Images for object localization
★ ★ ★ ★ ★ ★ ★

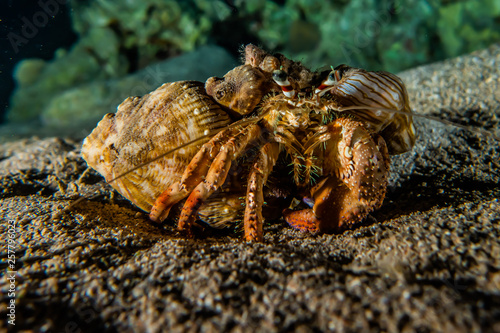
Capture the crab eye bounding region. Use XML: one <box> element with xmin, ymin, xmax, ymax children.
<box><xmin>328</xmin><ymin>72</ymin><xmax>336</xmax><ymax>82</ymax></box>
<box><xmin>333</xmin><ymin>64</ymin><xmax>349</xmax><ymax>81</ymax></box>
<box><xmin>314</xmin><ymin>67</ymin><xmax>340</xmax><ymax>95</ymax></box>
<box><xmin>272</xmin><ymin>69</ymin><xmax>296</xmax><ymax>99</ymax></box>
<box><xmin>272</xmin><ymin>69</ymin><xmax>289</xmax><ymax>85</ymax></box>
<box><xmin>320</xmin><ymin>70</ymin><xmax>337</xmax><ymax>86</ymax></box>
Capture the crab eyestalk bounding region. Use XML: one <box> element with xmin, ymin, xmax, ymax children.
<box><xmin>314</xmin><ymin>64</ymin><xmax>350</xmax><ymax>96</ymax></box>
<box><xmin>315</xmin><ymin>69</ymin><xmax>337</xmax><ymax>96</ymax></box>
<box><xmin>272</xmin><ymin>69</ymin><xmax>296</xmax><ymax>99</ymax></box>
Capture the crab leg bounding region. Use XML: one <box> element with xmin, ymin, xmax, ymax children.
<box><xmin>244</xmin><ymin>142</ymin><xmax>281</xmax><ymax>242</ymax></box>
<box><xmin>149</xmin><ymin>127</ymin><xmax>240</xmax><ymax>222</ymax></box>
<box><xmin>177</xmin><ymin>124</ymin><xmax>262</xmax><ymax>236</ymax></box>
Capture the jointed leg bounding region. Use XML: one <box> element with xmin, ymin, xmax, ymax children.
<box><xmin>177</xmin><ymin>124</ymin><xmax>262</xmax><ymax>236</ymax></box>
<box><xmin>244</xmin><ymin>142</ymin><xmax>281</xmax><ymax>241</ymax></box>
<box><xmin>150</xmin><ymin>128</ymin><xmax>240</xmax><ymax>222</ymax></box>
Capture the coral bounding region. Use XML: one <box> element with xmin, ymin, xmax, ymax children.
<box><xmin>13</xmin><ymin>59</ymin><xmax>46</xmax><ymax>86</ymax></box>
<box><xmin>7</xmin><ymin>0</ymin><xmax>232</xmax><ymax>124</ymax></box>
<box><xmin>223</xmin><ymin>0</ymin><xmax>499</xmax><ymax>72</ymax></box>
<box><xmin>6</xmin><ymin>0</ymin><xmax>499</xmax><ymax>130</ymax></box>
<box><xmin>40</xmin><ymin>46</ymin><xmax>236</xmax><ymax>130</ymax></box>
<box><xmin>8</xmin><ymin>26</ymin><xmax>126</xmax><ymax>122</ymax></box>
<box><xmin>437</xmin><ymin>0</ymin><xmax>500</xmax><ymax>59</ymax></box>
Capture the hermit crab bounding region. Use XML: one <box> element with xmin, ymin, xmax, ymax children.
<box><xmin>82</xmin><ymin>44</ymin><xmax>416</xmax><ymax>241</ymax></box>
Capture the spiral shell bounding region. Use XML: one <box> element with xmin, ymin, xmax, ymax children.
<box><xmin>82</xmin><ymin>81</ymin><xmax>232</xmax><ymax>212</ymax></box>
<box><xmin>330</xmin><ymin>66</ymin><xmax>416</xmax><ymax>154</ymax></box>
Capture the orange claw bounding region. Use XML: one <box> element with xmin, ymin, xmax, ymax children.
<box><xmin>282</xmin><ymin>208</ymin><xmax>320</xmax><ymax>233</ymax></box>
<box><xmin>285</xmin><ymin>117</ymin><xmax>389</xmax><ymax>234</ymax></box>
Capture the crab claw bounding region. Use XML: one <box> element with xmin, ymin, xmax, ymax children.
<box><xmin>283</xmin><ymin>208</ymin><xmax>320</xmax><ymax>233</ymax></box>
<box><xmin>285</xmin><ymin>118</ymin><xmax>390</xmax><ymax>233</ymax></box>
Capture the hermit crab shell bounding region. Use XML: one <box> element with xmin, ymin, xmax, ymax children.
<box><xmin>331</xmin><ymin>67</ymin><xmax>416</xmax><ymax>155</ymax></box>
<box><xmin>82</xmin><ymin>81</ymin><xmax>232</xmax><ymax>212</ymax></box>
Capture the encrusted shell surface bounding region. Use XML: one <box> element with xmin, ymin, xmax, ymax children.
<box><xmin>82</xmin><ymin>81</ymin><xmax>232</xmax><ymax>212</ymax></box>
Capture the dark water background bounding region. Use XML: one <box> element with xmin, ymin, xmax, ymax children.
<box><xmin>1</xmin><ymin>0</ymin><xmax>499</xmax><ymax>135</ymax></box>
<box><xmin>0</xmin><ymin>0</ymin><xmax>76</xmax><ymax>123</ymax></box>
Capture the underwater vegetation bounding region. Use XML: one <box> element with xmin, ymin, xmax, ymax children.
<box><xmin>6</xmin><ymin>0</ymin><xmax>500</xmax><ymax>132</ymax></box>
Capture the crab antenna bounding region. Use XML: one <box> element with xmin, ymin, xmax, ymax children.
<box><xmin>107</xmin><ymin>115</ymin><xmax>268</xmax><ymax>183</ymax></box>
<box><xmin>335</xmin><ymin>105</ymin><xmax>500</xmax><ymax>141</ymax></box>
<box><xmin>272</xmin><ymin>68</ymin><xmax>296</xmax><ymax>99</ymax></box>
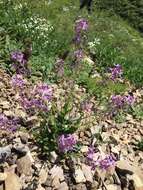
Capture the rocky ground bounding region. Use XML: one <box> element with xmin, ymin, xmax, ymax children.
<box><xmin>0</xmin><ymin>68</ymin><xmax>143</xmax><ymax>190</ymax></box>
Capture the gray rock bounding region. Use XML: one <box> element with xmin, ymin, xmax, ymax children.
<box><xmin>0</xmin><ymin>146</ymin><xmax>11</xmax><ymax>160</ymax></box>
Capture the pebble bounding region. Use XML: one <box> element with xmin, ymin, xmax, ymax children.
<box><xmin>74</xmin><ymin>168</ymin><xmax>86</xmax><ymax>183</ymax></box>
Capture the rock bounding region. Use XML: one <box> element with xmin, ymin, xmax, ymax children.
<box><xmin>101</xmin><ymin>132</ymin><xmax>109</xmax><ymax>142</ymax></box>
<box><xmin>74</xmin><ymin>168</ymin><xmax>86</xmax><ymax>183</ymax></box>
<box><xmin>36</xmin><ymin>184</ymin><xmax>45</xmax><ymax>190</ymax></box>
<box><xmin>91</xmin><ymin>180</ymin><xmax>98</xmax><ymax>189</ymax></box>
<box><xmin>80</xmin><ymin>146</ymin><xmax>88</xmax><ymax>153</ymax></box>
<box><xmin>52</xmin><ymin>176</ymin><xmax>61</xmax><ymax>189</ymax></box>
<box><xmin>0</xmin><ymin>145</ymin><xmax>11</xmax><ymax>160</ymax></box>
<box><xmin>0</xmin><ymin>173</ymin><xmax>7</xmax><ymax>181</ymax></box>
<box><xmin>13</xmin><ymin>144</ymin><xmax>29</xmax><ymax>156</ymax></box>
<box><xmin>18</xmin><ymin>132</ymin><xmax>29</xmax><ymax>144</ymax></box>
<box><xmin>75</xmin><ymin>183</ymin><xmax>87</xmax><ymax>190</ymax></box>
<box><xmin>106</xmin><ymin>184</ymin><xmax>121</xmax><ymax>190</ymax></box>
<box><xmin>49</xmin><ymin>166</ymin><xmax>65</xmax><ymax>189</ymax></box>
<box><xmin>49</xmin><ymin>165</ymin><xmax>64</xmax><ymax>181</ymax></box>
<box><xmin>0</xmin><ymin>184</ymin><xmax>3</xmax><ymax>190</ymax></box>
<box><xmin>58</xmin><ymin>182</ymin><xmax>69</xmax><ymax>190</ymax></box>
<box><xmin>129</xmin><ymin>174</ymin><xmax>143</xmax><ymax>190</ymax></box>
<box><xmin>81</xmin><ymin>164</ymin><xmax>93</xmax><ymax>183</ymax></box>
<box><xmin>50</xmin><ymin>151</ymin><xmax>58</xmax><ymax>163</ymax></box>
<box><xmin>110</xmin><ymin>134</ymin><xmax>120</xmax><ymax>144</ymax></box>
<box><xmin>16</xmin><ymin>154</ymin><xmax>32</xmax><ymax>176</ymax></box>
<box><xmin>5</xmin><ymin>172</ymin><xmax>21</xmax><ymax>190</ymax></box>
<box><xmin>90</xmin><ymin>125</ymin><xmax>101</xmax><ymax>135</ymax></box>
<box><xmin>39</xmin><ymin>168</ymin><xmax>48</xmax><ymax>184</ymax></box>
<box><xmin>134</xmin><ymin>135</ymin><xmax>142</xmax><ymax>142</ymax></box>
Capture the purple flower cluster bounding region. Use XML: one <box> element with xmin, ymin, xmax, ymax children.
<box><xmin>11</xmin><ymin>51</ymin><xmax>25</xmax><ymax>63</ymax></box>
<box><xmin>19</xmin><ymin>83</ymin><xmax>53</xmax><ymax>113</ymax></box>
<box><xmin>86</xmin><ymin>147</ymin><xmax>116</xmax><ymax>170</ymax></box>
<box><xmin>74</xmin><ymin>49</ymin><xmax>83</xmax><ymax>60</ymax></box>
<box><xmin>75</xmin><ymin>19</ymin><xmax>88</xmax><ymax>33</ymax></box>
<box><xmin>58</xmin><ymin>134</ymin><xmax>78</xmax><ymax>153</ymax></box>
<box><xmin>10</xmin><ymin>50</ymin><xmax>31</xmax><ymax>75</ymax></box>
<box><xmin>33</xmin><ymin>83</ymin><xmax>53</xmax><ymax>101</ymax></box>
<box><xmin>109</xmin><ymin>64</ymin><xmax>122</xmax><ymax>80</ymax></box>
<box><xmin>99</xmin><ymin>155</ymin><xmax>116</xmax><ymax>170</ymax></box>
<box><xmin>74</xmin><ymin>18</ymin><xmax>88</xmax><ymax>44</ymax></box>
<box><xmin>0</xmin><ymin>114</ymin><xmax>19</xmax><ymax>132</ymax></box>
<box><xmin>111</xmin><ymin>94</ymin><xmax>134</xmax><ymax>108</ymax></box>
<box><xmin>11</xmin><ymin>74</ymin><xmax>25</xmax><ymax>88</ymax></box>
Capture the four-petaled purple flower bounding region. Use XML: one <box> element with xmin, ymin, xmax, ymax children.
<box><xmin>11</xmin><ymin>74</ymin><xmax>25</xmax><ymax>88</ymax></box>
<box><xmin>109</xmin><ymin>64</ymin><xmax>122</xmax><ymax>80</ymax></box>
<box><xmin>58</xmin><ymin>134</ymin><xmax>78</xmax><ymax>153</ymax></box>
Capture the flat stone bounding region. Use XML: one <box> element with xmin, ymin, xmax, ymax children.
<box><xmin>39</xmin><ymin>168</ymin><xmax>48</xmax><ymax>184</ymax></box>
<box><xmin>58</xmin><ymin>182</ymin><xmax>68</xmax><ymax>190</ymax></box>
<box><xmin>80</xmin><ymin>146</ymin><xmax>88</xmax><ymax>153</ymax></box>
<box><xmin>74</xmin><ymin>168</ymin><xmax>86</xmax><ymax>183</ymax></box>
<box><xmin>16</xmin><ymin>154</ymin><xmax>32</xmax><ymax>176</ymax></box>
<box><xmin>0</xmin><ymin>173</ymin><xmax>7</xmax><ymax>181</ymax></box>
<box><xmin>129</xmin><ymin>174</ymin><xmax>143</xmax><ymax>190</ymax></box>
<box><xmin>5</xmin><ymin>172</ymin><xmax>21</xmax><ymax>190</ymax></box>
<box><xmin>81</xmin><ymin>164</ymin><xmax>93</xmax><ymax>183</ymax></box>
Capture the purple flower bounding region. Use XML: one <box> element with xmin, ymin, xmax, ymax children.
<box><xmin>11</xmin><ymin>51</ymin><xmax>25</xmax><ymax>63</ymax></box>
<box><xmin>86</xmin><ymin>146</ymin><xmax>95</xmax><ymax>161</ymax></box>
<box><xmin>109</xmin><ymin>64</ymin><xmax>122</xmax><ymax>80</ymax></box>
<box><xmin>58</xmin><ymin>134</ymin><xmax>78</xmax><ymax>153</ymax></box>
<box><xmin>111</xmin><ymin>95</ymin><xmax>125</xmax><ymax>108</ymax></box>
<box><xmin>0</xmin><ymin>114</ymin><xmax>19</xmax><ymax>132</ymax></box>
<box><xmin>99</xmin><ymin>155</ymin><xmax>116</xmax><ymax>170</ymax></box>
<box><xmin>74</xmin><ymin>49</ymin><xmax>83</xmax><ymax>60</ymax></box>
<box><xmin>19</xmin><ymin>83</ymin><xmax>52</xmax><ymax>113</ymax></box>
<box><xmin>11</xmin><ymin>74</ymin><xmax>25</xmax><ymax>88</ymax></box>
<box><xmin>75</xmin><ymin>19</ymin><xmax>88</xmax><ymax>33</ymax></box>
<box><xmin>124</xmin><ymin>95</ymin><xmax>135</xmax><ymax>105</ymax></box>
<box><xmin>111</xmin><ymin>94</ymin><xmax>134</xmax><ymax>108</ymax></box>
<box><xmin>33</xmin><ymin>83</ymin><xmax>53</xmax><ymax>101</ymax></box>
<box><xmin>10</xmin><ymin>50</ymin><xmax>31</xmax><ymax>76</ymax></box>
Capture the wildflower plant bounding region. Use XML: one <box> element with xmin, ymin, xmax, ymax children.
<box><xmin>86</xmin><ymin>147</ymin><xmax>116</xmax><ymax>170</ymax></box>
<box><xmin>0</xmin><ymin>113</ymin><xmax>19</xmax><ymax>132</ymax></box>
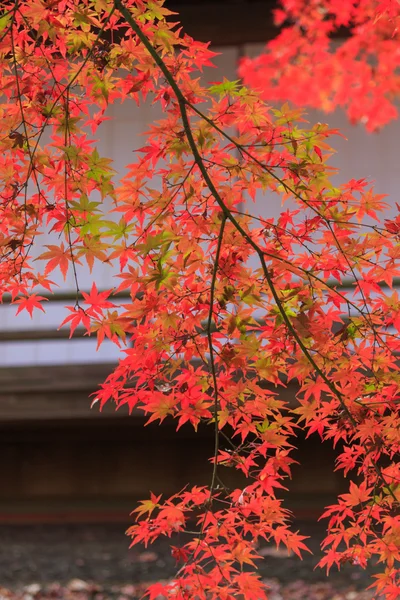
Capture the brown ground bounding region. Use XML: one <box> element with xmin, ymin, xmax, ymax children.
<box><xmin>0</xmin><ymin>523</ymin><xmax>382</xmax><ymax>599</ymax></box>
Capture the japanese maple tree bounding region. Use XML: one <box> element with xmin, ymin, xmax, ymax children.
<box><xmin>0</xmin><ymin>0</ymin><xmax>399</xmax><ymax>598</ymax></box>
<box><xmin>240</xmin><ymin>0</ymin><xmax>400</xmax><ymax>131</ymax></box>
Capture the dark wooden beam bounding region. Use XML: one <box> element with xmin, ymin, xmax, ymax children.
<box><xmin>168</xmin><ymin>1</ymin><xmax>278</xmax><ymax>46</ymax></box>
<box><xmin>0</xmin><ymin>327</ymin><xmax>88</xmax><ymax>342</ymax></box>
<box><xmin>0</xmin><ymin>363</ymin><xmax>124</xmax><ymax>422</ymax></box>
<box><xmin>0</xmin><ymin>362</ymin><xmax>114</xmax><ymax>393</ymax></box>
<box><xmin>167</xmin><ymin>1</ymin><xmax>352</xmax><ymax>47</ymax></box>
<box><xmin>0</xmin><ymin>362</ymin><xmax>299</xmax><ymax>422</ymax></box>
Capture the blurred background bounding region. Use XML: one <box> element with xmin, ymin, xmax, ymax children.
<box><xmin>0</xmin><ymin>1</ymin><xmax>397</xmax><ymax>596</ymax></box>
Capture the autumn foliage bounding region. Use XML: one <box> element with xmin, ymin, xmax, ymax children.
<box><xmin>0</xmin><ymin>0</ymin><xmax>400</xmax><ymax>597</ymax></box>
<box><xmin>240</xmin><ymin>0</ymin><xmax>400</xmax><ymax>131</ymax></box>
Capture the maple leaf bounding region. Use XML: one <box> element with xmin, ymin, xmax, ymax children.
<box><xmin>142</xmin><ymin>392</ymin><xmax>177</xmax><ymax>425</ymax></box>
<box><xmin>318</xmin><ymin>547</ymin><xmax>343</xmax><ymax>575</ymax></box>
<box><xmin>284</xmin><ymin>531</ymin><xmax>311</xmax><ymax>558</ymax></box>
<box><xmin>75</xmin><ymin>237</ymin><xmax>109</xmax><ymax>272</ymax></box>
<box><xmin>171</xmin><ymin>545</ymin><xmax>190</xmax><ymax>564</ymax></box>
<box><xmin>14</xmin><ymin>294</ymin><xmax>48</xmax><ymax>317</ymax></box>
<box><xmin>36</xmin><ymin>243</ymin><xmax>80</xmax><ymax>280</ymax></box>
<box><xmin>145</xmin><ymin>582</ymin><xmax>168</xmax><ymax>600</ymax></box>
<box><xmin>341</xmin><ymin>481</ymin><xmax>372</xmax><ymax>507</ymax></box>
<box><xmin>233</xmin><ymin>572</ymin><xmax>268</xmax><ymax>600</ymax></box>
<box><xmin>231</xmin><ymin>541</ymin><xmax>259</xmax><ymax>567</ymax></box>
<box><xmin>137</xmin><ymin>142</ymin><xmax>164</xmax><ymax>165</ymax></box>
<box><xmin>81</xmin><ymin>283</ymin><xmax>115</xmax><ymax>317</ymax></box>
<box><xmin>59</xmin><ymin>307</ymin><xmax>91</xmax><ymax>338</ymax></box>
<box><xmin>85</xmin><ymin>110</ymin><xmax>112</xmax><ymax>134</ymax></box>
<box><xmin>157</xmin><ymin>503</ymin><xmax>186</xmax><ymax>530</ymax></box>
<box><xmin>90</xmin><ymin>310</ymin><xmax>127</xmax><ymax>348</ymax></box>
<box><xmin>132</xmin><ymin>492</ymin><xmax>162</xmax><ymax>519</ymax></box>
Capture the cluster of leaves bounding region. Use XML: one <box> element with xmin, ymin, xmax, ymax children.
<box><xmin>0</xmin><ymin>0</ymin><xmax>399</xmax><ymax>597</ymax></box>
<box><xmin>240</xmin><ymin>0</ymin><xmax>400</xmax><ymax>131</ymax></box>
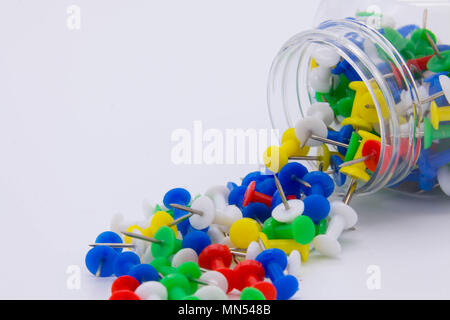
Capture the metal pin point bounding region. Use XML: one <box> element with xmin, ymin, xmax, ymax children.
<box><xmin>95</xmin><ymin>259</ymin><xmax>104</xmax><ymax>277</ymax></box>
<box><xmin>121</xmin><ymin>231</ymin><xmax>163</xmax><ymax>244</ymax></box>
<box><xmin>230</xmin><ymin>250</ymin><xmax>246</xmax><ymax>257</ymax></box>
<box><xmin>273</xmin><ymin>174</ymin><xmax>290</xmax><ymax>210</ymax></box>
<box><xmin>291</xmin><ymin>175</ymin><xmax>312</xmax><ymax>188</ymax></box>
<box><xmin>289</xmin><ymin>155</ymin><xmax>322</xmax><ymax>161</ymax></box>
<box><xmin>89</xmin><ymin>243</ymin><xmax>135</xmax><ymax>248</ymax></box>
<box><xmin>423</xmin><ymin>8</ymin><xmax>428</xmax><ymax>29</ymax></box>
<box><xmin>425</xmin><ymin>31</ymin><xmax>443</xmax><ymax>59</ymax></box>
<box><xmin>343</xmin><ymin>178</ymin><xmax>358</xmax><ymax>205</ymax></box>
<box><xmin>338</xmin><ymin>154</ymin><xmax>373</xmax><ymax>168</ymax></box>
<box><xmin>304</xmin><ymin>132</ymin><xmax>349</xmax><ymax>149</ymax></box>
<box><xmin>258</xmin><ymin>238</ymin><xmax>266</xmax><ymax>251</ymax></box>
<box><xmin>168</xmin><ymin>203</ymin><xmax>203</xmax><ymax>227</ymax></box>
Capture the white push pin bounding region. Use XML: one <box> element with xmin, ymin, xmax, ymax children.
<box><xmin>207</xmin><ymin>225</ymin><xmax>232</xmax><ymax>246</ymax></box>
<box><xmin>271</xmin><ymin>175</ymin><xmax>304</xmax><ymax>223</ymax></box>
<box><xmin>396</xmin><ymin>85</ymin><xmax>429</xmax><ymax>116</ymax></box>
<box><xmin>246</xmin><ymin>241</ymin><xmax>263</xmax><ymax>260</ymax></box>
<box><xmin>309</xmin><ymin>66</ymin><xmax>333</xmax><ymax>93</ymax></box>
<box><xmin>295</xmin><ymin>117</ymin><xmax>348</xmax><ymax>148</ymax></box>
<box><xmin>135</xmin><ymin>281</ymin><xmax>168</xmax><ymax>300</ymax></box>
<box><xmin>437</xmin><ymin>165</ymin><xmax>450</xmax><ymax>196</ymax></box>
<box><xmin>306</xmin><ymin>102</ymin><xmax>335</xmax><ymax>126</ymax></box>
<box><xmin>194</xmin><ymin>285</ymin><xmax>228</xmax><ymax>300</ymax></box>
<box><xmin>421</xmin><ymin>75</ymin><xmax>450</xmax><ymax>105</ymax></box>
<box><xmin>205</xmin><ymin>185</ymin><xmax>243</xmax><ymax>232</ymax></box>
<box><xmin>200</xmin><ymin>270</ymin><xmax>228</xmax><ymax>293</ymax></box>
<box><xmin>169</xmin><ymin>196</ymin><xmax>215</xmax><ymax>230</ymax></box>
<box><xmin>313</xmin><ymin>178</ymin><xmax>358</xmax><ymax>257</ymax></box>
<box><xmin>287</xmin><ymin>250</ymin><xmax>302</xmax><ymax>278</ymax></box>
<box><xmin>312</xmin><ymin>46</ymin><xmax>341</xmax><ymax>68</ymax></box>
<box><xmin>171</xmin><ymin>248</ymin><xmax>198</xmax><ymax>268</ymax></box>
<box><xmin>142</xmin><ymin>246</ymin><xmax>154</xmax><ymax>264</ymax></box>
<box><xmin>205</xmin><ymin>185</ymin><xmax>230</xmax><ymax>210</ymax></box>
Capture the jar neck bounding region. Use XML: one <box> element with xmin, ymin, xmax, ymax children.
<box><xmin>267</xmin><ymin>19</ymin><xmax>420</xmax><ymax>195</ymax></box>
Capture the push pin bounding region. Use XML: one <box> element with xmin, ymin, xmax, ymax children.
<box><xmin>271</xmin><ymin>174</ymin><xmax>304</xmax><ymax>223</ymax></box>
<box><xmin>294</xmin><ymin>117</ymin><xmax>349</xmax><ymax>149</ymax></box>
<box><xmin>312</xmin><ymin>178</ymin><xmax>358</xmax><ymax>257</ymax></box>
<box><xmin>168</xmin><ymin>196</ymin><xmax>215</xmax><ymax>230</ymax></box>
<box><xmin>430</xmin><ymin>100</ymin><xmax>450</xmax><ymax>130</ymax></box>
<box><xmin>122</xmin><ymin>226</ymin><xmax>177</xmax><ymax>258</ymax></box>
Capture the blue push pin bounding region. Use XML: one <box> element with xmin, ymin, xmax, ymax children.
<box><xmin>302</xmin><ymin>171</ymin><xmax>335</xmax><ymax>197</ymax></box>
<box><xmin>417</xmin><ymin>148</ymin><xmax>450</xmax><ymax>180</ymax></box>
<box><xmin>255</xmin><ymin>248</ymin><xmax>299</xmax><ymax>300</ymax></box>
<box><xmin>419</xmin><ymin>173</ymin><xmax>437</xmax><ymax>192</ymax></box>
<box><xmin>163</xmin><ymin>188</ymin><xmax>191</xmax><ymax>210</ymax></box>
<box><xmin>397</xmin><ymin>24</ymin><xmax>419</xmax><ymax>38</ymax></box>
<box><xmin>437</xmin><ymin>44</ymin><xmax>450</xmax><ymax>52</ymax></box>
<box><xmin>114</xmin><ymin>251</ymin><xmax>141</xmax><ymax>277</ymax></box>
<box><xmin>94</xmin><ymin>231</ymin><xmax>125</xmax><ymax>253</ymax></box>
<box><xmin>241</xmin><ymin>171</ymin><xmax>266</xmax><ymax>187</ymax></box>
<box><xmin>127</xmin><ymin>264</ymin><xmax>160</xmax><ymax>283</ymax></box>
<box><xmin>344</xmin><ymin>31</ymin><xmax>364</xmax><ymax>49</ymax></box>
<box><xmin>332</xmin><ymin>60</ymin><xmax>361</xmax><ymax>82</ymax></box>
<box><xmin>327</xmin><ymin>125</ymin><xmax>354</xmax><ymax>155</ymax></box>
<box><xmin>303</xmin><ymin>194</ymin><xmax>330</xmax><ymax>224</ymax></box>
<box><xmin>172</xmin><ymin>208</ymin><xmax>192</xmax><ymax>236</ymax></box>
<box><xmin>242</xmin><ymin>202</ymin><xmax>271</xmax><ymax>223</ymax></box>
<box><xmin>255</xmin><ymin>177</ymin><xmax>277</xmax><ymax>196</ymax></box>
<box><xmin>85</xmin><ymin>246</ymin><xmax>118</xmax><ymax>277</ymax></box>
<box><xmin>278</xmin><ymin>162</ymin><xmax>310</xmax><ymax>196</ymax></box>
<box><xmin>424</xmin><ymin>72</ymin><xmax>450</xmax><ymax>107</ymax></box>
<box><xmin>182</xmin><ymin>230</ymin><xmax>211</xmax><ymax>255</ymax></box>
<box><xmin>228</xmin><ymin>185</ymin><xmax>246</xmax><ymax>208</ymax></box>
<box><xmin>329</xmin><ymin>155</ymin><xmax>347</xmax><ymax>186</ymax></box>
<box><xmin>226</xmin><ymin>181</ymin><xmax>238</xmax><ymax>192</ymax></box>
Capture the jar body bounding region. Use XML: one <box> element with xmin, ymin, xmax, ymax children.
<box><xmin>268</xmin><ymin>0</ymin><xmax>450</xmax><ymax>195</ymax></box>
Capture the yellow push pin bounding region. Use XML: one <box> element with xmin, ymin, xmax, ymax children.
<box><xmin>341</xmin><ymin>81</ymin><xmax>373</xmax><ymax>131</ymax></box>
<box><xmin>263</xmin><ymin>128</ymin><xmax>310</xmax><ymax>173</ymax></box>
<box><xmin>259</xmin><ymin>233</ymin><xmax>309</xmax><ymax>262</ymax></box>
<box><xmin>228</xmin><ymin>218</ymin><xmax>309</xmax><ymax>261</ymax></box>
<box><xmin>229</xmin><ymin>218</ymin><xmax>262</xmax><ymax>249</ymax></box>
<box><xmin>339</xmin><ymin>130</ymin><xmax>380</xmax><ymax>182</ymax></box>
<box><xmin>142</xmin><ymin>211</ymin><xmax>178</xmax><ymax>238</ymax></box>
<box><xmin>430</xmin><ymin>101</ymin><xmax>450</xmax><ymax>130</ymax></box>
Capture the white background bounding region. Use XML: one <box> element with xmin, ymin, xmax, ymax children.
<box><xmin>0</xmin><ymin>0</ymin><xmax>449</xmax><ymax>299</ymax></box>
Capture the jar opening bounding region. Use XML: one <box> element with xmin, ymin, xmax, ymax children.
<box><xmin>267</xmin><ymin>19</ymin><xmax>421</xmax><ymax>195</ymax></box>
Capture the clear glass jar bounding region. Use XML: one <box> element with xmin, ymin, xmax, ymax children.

★ ★ ★ ★ ★ ★ ★

In the data above, find the line containing "Capture the jar opening", then copy it and every later line exactly.

Capture the jar opening bounding region. Use XML: one <box> element with xmin, ymin, xmax, ymax children.
<box><xmin>267</xmin><ymin>19</ymin><xmax>421</xmax><ymax>195</ymax></box>
Capture the clear glass jar bounding region. Use XML: one <box> element with xmin, ymin, xmax, ymax children.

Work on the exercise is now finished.